%%

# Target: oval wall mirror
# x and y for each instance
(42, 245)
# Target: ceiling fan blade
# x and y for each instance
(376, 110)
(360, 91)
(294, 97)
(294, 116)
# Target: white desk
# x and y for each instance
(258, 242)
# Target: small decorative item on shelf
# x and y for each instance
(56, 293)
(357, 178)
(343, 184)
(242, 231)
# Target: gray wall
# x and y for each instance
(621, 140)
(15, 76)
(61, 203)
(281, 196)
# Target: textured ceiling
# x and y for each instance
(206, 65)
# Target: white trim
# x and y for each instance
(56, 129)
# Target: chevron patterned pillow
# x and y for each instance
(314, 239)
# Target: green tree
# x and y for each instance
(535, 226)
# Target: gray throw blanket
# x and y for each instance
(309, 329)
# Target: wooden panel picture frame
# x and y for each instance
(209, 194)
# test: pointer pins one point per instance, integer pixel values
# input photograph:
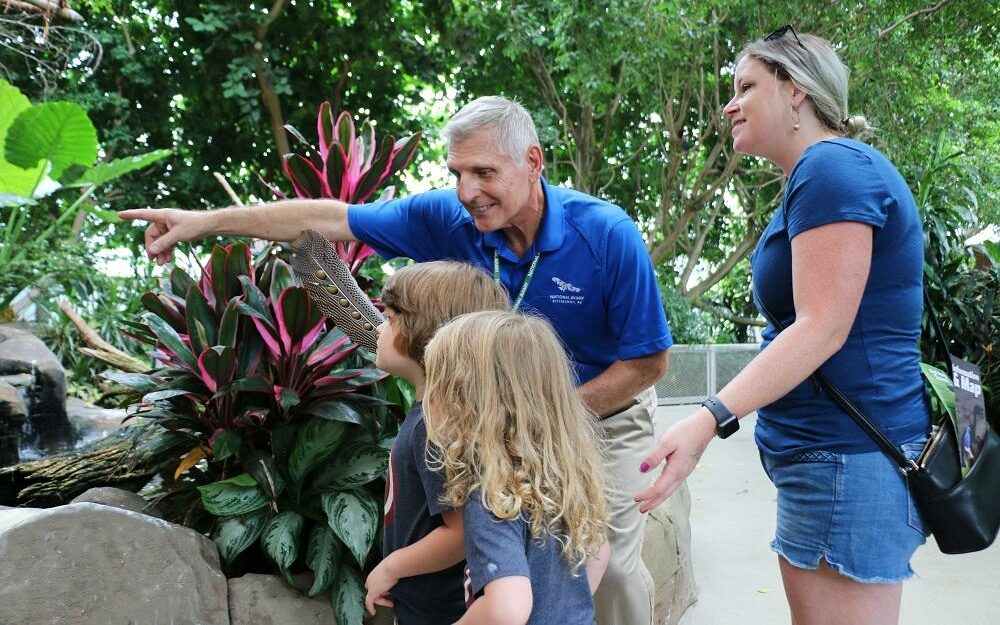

%%

• [What to work on]
Retype every entry above exactly, leaving out the pictures.

• [Expected answer]
# Target: oval wall mirror
# x and y for each instance
(42, 245)
# Target: ceiling fan blade
# x and y for each instance
(376, 110)
(360, 91)
(294, 97)
(294, 116)
# Target: white desk
# x and y for each instance
(258, 242)
# Target: small decorative item on shelf
# x and y for each instance
(56, 293)
(357, 178)
(343, 184)
(242, 231)
# Target: gray wall
# x and y for each instance
(621, 140)
(15, 76)
(61, 203)
(281, 196)
# Target: textured ceiling
# x and y for each instance
(206, 65)
# Target: white trim
# x and y for each instance
(56, 129)
# Target: chevron patterned pillow
# x and y for each instance
(314, 239)
# Target: green tree
# x and y for each instance
(535, 226)
# Target: gray throw blanket
# x and y for each instance
(309, 329)
# Target: wooden panel picture frame
# x and y for each instance
(209, 194)
# test: pointer pins one point per instance, integer pixel values
# input photograph:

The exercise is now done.